## WHAT NEEDS TO BE DONE
Copy, from the entries below, each line in which the string "coat" appears.

## DATA SECTION
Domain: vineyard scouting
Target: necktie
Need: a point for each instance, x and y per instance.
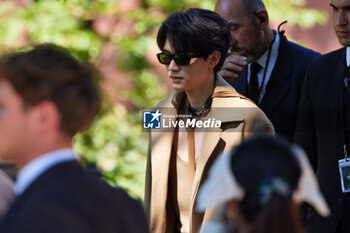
(347, 80)
(253, 87)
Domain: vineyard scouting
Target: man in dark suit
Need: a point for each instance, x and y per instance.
(6, 192)
(323, 124)
(264, 65)
(46, 96)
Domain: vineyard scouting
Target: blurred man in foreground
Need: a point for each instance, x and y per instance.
(46, 97)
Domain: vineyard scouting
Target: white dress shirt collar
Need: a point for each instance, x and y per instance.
(32, 170)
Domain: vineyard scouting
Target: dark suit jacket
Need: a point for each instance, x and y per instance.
(281, 99)
(65, 199)
(320, 131)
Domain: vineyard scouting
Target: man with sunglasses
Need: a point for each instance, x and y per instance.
(193, 47)
(264, 65)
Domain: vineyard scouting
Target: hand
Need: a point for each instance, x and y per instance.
(232, 67)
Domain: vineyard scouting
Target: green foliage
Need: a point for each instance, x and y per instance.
(292, 11)
(116, 142)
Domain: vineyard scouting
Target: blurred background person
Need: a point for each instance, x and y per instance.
(6, 192)
(193, 45)
(264, 65)
(323, 127)
(258, 188)
(46, 97)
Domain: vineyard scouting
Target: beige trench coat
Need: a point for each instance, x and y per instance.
(242, 119)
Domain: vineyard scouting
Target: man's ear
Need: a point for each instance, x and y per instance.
(234, 205)
(262, 18)
(214, 58)
(46, 116)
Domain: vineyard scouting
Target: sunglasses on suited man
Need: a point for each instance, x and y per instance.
(180, 59)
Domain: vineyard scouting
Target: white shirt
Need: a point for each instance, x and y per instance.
(263, 62)
(32, 170)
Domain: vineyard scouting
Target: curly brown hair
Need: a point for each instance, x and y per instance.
(48, 72)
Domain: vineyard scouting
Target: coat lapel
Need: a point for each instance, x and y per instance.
(212, 137)
(339, 74)
(241, 82)
(279, 84)
(161, 150)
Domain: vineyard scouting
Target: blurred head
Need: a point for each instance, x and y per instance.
(248, 22)
(44, 92)
(194, 45)
(267, 169)
(341, 20)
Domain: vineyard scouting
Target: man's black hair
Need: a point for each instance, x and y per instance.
(196, 31)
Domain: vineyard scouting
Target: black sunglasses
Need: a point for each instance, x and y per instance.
(180, 59)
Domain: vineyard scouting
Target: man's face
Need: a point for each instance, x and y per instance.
(14, 123)
(341, 20)
(194, 76)
(246, 36)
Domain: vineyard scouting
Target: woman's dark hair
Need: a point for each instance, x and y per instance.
(254, 164)
(196, 31)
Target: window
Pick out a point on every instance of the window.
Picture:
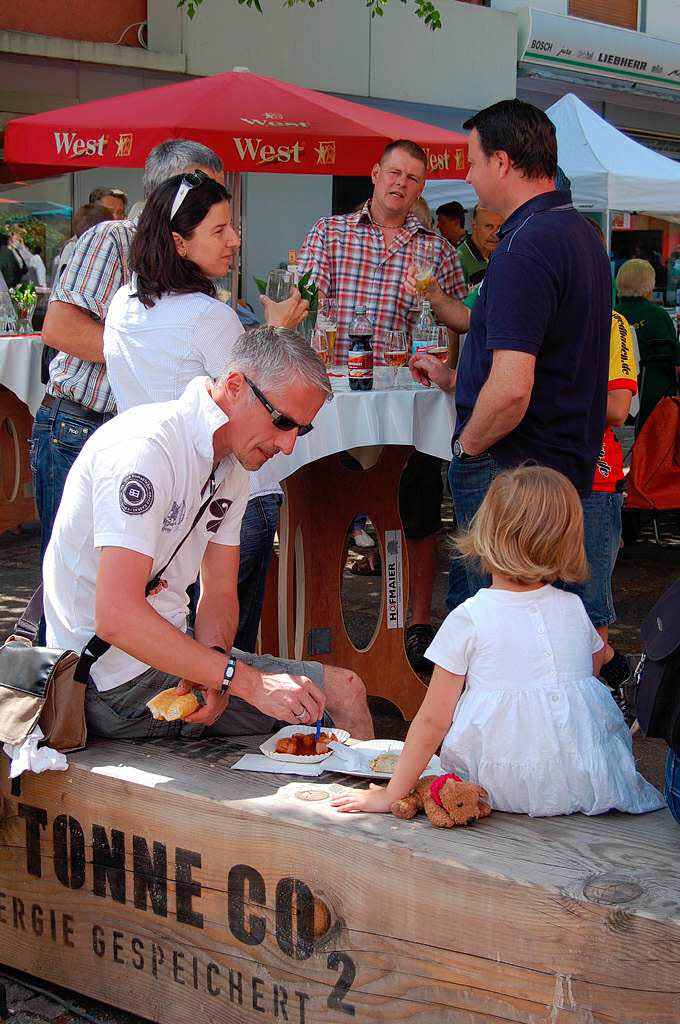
(620, 12)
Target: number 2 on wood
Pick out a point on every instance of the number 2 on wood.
(343, 984)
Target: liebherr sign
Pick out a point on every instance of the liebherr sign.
(554, 40)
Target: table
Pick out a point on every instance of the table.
(20, 394)
(323, 497)
(155, 878)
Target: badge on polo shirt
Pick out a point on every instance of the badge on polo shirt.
(218, 509)
(135, 494)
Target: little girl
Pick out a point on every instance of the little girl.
(534, 726)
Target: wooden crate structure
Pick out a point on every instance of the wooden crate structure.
(16, 501)
(157, 880)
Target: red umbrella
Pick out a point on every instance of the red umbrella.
(251, 122)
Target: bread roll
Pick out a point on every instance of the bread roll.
(168, 706)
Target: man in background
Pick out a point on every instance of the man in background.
(475, 250)
(364, 258)
(114, 199)
(451, 222)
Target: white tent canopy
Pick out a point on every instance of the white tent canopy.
(608, 170)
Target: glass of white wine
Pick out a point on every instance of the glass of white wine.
(320, 344)
(395, 352)
(280, 285)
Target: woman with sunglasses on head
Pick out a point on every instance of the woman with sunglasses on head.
(166, 327)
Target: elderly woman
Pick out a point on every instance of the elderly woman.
(657, 338)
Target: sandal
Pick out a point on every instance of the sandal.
(365, 566)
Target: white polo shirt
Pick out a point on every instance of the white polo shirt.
(137, 483)
(152, 354)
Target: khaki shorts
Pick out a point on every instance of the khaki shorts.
(122, 713)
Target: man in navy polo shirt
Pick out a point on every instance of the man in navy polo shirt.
(532, 381)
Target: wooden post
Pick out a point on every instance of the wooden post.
(16, 502)
(322, 500)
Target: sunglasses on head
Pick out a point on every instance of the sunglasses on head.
(188, 181)
(280, 420)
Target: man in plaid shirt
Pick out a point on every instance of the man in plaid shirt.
(364, 257)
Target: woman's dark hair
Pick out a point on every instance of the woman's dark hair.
(521, 130)
(154, 257)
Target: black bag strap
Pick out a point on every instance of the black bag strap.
(95, 646)
(27, 625)
(156, 579)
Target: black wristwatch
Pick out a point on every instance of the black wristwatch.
(460, 452)
(228, 676)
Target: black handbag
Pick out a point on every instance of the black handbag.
(38, 685)
(44, 686)
(657, 675)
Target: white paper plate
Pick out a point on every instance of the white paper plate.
(370, 749)
(269, 745)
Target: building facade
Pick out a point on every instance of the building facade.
(483, 52)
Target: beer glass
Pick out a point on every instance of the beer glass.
(395, 352)
(423, 264)
(329, 320)
(280, 284)
(440, 347)
(320, 344)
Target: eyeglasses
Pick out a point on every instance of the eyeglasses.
(188, 181)
(280, 420)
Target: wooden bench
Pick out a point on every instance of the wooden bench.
(155, 879)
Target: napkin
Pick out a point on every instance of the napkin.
(258, 762)
(29, 757)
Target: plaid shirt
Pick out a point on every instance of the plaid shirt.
(97, 268)
(347, 259)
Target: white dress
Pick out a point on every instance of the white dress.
(533, 725)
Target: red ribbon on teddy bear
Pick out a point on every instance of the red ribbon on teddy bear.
(438, 782)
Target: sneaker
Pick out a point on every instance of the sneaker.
(418, 638)
(362, 540)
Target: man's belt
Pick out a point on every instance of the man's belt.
(75, 409)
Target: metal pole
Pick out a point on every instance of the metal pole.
(236, 217)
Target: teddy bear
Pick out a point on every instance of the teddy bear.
(447, 801)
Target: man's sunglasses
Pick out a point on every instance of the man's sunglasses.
(280, 420)
(188, 181)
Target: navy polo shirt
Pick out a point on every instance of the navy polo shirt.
(547, 292)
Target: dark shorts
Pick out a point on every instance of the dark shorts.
(421, 491)
(122, 713)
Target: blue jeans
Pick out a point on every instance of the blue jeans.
(469, 480)
(257, 529)
(55, 442)
(601, 521)
(672, 784)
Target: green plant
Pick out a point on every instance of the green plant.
(425, 9)
(24, 297)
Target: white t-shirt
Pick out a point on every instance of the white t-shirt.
(137, 483)
(152, 354)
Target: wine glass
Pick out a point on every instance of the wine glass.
(280, 284)
(423, 264)
(395, 352)
(320, 344)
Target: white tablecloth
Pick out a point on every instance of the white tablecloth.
(418, 416)
(19, 368)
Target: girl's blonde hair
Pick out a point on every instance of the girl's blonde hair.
(635, 279)
(528, 528)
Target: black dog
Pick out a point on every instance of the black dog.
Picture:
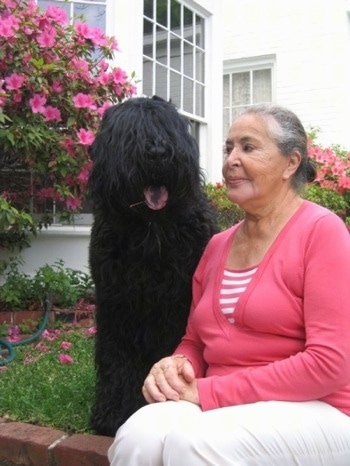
(152, 221)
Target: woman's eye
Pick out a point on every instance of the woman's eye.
(227, 150)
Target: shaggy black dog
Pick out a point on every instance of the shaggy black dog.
(151, 224)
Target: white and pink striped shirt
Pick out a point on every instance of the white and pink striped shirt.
(234, 283)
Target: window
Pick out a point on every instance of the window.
(174, 55)
(93, 11)
(245, 84)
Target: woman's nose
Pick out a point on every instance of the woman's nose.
(232, 157)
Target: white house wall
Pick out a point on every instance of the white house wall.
(311, 43)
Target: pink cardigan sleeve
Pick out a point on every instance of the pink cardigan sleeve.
(323, 367)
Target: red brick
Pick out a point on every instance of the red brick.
(26, 444)
(82, 450)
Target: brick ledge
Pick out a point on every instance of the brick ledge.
(29, 445)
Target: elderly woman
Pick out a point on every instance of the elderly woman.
(262, 375)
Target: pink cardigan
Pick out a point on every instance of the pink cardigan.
(291, 336)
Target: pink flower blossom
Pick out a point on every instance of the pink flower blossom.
(37, 103)
(84, 101)
(47, 38)
(57, 14)
(66, 345)
(119, 76)
(14, 81)
(51, 113)
(65, 359)
(103, 108)
(42, 347)
(8, 27)
(57, 86)
(86, 137)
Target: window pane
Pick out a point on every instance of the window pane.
(226, 122)
(161, 81)
(175, 16)
(175, 88)
(161, 46)
(94, 14)
(43, 4)
(188, 96)
(262, 86)
(147, 77)
(199, 66)
(199, 31)
(188, 60)
(147, 28)
(188, 25)
(226, 90)
(240, 88)
(162, 12)
(175, 52)
(200, 100)
(148, 8)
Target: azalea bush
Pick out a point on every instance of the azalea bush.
(332, 185)
(55, 84)
(63, 286)
(65, 355)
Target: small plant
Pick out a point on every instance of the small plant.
(17, 291)
(64, 287)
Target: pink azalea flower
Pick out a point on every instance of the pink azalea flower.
(14, 81)
(57, 86)
(37, 103)
(119, 76)
(84, 101)
(103, 108)
(51, 113)
(47, 38)
(8, 27)
(65, 359)
(104, 78)
(66, 345)
(86, 137)
(73, 203)
(57, 14)
(42, 347)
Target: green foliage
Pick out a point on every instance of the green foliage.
(64, 286)
(15, 226)
(56, 81)
(37, 388)
(326, 197)
(228, 213)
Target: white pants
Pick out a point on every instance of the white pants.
(272, 433)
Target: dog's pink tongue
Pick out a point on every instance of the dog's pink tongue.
(156, 197)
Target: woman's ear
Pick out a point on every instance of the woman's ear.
(292, 166)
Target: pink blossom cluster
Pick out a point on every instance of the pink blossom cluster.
(55, 84)
(333, 170)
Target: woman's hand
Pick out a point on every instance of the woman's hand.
(171, 378)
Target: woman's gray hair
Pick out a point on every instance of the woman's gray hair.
(289, 136)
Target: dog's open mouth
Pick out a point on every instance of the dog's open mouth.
(156, 197)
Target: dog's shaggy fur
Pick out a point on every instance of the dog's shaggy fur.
(152, 221)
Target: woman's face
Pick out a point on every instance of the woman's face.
(256, 173)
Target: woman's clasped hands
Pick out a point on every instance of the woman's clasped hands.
(171, 378)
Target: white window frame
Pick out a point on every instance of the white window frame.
(249, 65)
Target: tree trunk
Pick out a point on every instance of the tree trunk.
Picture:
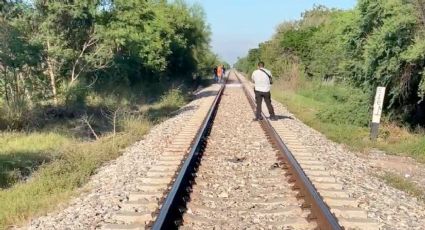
(52, 76)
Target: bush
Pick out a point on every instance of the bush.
(15, 115)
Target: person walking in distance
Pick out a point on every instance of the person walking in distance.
(262, 79)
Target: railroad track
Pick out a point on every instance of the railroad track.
(224, 171)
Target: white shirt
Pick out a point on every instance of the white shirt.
(261, 80)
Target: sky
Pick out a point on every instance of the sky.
(240, 25)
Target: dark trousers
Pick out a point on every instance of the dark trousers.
(259, 100)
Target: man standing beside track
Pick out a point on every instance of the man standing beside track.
(262, 79)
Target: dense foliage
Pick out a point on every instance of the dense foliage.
(379, 43)
(59, 52)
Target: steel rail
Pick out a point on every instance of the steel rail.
(319, 210)
(171, 210)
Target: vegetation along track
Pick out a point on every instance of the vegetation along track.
(247, 179)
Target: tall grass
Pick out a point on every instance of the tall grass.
(67, 163)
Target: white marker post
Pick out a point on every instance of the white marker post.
(377, 111)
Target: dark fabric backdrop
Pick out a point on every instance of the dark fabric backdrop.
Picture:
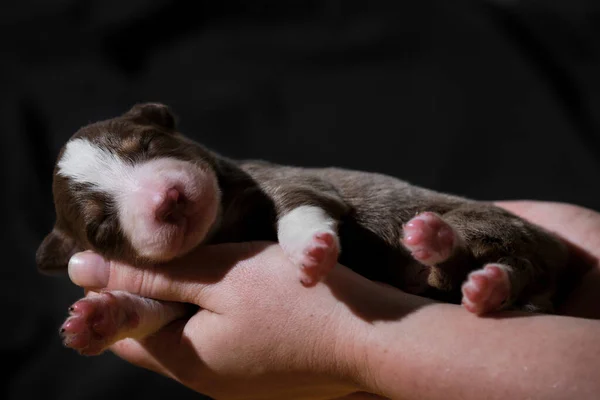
(487, 99)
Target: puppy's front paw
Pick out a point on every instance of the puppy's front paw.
(486, 289)
(95, 322)
(429, 238)
(316, 254)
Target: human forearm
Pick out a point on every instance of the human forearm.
(440, 351)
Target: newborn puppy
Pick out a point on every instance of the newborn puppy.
(134, 189)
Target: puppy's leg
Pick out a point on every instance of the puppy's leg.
(437, 244)
(101, 319)
(516, 263)
(308, 235)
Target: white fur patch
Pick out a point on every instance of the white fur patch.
(86, 163)
(296, 228)
(137, 189)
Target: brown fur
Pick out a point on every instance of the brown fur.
(372, 209)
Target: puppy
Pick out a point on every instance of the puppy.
(134, 189)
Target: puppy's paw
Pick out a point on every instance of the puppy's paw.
(486, 289)
(95, 322)
(316, 254)
(429, 238)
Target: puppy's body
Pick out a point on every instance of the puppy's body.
(133, 189)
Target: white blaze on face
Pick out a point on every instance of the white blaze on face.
(137, 190)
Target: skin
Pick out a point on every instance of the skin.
(260, 334)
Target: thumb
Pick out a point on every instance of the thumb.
(190, 279)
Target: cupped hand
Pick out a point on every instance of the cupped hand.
(258, 333)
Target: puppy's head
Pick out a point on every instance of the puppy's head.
(132, 189)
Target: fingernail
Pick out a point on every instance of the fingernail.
(88, 270)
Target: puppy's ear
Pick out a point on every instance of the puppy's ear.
(153, 113)
(54, 252)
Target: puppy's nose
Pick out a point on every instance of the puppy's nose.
(170, 206)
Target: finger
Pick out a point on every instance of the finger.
(168, 352)
(189, 279)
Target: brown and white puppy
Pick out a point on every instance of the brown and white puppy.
(134, 189)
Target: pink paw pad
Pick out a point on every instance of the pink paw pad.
(486, 289)
(429, 238)
(318, 258)
(93, 324)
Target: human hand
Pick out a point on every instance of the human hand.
(259, 334)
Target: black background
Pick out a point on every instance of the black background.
(487, 99)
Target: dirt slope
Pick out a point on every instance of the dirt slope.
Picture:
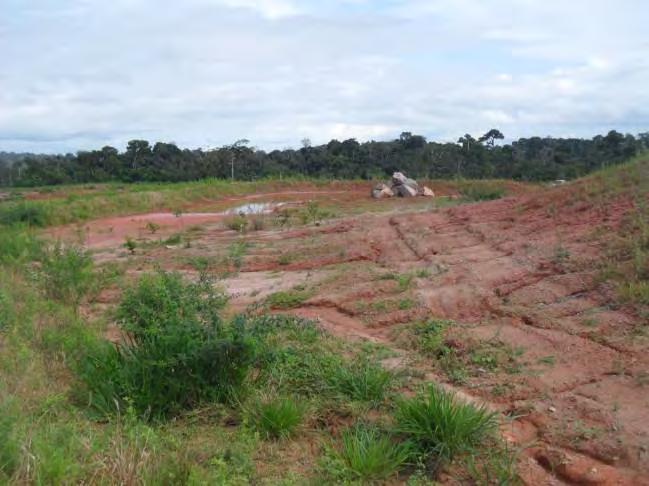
(521, 273)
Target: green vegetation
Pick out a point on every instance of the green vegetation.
(368, 454)
(482, 190)
(277, 418)
(288, 299)
(476, 158)
(363, 381)
(179, 353)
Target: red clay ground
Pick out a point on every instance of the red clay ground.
(517, 276)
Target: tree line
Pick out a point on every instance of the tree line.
(529, 159)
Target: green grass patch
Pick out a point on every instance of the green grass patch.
(277, 418)
(288, 299)
(442, 426)
(367, 454)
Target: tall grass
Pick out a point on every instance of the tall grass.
(441, 425)
(368, 454)
(364, 381)
(277, 418)
(178, 353)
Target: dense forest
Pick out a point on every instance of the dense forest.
(532, 159)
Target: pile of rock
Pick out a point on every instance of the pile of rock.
(401, 186)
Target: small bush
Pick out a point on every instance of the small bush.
(237, 223)
(18, 245)
(368, 454)
(174, 239)
(363, 381)
(130, 244)
(68, 274)
(179, 352)
(287, 299)
(236, 252)
(152, 227)
(257, 223)
(442, 426)
(278, 418)
(25, 213)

## RESPONSE TO THIS TASK
Target: beige trench coat
Target: coat lapel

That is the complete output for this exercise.